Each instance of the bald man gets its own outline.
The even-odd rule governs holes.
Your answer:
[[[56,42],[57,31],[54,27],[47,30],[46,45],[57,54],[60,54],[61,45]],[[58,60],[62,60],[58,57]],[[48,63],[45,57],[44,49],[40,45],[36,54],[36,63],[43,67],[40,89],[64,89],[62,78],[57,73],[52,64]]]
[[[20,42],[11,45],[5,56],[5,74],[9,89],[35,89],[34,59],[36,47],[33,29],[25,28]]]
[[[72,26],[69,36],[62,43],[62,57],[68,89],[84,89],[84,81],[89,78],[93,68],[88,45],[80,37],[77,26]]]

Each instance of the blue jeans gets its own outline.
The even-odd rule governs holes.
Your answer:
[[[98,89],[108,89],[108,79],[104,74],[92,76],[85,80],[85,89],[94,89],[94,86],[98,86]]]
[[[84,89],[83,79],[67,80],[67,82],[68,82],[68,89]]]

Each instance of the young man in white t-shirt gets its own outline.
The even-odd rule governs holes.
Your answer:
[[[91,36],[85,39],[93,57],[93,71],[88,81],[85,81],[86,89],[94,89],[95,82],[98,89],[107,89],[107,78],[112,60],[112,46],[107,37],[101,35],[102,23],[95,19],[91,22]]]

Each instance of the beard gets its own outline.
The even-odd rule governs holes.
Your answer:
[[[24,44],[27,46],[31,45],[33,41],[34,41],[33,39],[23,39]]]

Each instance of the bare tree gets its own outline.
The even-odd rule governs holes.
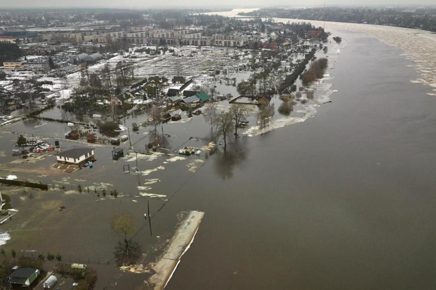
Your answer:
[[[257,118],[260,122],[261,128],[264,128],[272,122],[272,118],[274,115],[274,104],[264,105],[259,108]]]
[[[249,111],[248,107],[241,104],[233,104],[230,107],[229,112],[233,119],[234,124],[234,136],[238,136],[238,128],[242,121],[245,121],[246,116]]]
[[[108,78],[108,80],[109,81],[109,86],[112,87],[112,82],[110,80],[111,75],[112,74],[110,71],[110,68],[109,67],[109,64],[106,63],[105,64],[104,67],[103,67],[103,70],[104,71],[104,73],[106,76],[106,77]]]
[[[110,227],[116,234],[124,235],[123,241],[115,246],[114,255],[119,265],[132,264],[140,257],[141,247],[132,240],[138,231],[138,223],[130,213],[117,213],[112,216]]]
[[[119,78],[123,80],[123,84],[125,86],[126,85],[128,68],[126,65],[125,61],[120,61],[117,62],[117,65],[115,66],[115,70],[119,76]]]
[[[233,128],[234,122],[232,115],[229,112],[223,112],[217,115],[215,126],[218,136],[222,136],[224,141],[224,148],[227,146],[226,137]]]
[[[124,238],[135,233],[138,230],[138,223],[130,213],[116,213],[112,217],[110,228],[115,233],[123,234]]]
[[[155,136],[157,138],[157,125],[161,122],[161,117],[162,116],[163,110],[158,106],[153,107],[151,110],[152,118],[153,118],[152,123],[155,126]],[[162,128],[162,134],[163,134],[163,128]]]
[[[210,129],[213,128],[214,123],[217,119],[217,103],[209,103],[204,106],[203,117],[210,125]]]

┄┄┄┄┄┄┄┄┄┄┄┄┄┄┄┄┄┄┄┄

**EXERCISE BRIEF**
Copy the material above line for line, leaving out the picture.

**SOLUTION TO THIS PROBLEM**
Each instance of the bald man gets its own outline.
The even-odd rule governs holes.
Your answer:
[[[56,42],[57,31],[54,27],[47,30],[46,45],[57,54],[60,54],[61,45]],[[58,60],[62,60],[58,57]],[[48,63],[45,57],[44,49],[40,45],[36,54],[36,63],[43,67],[40,89],[64,89],[62,78],[57,73],[52,64]]]
[[[20,42],[11,45],[5,56],[5,74],[9,89],[35,89],[34,59],[36,47],[33,29],[25,28]]]
[[[72,26],[69,36],[62,43],[62,57],[68,89],[84,89],[84,81],[89,78],[93,68],[88,45],[80,37],[77,26]]]

Each instance of the blue jeans gets its own outline.
The even-odd rule governs holes.
Your answer:
[[[98,89],[108,89],[108,79],[104,74],[92,76],[85,80],[85,89],[94,89],[94,86],[98,86]]]
[[[84,89],[83,79],[67,80],[67,82],[68,82],[68,89]]]

Each instance of the young man in white t-shirt gets its own outline.
The even-odd rule governs holes.
Your answer:
[[[91,36],[85,39],[93,57],[93,71],[88,81],[85,81],[86,89],[94,89],[95,82],[98,89],[107,89],[107,78],[112,60],[112,46],[107,37],[101,35],[102,23],[95,19],[91,22]]]

Each instance of the beard gets its own outline.
The even-odd rule governs holes.
Your answer:
[[[24,44],[27,46],[31,45],[33,41],[34,41],[33,39],[23,39]]]

Each instance of the bare tree gets its own outline.
The even-odd rule governs holes.
Your answer:
[[[257,118],[260,122],[261,128],[264,128],[272,122],[272,118],[274,115],[274,104],[264,105],[259,108]]]
[[[249,111],[248,107],[241,104],[233,104],[230,107],[229,112],[233,119],[234,124],[234,136],[238,136],[238,128],[242,121],[245,121],[246,116]]]
[[[108,78],[108,80],[109,81],[109,86],[112,87],[112,82],[110,80],[111,75],[112,74],[110,71],[110,68],[109,67],[109,64],[106,63],[105,64],[104,67],[103,67],[103,70],[104,71],[104,73],[106,76],[106,77]]]
[[[110,227],[116,234],[124,235],[123,241],[115,246],[114,255],[119,265],[132,264],[140,257],[141,247],[132,240],[138,231],[138,223],[130,213],[117,213],[112,216]]]
[[[119,78],[123,80],[123,84],[125,86],[126,85],[128,68],[126,65],[125,61],[120,61],[117,62],[117,65],[115,66],[115,70],[119,76]]]
[[[233,128],[234,122],[232,115],[229,112],[223,112],[217,115],[215,126],[218,136],[222,136],[224,141],[224,148],[227,146],[226,137]]]
[[[124,238],[135,233],[138,230],[138,223],[130,213],[116,213],[112,217],[110,228],[115,233],[123,234]]]
[[[155,136],[157,138],[157,125],[161,122],[161,117],[162,116],[163,110],[158,106],[153,107],[151,110],[152,118],[153,118],[152,123],[155,126]],[[162,128],[162,134],[163,134],[163,128]]]
[[[210,129],[213,128],[214,123],[217,119],[217,103],[209,103],[204,106],[203,117],[210,125]]]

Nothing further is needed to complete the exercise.